### TASK INSTRUCTIONS
Reproduce the material below with every "drop a single dot" switched to "place one point" and nothing else altered. Omit the pictures from your output.

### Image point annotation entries

┌──

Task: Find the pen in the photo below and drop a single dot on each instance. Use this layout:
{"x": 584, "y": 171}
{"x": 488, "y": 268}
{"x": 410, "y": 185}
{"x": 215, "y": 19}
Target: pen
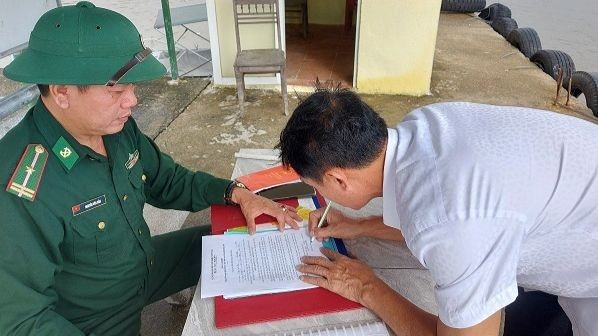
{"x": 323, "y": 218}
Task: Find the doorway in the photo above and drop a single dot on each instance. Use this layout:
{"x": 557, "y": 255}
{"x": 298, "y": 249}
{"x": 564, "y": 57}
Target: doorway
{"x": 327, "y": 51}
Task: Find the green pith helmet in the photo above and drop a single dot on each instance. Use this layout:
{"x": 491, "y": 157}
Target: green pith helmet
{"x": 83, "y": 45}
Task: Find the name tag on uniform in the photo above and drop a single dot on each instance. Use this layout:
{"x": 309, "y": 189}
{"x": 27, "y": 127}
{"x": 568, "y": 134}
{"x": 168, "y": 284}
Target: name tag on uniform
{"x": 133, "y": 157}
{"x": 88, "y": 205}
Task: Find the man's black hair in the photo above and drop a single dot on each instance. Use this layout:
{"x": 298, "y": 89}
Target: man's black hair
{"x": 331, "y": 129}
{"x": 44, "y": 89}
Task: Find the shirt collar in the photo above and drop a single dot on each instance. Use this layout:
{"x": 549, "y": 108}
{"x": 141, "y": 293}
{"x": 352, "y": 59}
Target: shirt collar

└──

### THE COMPLETED TASK
Task: Find the pen in the photo below and place one point on each instance. Use this layout:
{"x": 584, "y": 171}
{"x": 488, "y": 268}
{"x": 410, "y": 185}
{"x": 215, "y": 19}
Target: pen
{"x": 323, "y": 218}
Task: Find the doorway in the photo above and place one point on each instance. Use this layout:
{"x": 557, "y": 255}
{"x": 298, "y": 249}
{"x": 564, "y": 57}
Target: doorway
{"x": 327, "y": 51}
Task: Find the green pith helmet in the photo above and place one point on each instance. Use this layout:
{"x": 491, "y": 157}
Target: green pith helmet
{"x": 83, "y": 45}
Task: Find the name tag on uniform in the photo above and place one point on each instance. Use this layout:
{"x": 309, "y": 189}
{"x": 27, "y": 127}
{"x": 568, "y": 134}
{"x": 168, "y": 284}
Target: name tag on uniform
{"x": 133, "y": 157}
{"x": 88, "y": 205}
Task: Find the man's black hair in the photo above and place one point on each instance. Use this layout:
{"x": 298, "y": 89}
Target: man's black hair
{"x": 331, "y": 129}
{"x": 44, "y": 89}
Task: Find the shirt collar in the photo above and place one point on each instance. Use this layout:
{"x": 549, "y": 108}
{"x": 141, "y": 293}
{"x": 352, "y": 59}
Target: shirt collar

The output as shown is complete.